======== Extracted entries
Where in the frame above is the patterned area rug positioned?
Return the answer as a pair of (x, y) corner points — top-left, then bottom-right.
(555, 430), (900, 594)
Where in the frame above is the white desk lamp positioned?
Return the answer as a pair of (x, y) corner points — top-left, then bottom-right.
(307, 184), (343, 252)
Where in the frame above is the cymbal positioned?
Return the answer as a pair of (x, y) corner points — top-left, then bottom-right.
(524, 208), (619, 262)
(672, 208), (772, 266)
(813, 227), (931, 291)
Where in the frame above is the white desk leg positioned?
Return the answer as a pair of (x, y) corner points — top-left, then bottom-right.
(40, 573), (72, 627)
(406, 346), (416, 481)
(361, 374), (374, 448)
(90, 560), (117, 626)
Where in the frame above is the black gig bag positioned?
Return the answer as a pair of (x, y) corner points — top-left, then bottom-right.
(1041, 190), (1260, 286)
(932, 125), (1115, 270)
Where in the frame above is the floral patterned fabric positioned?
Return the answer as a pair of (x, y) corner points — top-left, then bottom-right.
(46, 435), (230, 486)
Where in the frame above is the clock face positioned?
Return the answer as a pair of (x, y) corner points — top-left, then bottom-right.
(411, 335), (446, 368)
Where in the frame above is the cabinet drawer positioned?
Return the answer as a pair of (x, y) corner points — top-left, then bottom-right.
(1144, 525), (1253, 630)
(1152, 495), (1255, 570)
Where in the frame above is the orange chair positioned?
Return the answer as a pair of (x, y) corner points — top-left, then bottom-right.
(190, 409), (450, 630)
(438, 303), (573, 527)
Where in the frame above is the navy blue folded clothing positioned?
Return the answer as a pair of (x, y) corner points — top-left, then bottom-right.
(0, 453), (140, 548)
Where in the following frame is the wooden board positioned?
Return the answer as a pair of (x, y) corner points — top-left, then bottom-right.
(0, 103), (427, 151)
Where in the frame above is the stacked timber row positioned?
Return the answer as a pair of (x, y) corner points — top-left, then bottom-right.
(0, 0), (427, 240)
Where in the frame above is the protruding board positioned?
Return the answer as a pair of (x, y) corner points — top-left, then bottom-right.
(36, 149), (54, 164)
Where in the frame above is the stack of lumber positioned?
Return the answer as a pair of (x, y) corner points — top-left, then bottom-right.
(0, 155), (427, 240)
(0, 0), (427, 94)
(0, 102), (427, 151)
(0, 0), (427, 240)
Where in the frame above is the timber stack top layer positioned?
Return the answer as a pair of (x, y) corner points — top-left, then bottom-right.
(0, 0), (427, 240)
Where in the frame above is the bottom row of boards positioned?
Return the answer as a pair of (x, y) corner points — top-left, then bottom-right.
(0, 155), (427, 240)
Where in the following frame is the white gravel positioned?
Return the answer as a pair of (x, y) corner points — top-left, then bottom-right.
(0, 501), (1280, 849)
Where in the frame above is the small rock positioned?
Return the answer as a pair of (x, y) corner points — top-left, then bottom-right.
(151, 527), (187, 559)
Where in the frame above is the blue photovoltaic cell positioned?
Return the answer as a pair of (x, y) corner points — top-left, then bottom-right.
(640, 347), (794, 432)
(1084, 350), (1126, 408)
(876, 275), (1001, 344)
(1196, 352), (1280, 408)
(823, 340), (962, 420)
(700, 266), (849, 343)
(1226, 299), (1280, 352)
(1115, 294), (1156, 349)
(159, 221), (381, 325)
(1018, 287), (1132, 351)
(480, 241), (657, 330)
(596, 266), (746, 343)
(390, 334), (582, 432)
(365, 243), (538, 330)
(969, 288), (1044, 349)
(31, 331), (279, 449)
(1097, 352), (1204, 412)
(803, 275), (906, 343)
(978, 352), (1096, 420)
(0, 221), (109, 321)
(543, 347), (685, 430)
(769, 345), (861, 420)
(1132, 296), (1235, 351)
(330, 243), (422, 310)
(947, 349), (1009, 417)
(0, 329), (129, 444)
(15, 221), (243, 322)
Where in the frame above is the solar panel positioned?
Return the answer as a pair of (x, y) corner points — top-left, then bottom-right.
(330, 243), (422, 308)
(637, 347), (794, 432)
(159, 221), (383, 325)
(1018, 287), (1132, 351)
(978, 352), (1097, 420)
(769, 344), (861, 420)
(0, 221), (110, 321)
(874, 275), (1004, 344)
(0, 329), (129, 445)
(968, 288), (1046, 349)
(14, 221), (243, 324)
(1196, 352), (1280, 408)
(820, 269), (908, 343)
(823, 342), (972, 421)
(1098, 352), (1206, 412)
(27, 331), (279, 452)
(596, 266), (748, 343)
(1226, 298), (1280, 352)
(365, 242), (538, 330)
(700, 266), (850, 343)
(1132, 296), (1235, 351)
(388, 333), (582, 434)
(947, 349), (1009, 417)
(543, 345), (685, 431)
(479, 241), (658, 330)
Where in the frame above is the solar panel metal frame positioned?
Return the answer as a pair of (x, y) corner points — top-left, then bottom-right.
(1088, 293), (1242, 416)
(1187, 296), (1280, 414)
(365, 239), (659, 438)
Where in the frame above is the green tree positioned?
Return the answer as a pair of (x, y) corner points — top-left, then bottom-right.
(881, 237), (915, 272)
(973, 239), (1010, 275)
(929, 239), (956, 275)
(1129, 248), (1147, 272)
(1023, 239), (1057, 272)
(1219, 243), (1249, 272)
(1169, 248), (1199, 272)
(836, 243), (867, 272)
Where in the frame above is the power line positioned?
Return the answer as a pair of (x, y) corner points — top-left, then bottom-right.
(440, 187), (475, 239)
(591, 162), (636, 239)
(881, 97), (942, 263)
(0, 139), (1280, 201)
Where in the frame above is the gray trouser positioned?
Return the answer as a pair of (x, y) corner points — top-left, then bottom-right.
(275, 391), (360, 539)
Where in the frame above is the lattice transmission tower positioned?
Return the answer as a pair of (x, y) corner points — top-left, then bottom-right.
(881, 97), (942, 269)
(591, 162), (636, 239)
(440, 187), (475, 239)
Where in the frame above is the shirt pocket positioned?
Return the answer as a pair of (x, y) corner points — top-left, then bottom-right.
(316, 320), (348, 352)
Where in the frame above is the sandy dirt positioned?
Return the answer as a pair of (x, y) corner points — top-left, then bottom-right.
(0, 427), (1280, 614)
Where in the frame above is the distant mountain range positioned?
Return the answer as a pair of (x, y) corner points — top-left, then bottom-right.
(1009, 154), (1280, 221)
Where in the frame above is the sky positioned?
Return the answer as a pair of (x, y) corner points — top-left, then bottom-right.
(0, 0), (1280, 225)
================
Goal:
Convert the part that opens with the line containing "Where in the frame above is the gray" and closes with the line containing "(275, 391), (360, 539)" into a numbered list, omitting any blank lines.

The completed task:
1. Where in the frame above is the gray trouser positioned?
2. Return the answer as a pair of (x, y) corner points — top-left, then bottom-right.
3. (275, 391), (360, 539)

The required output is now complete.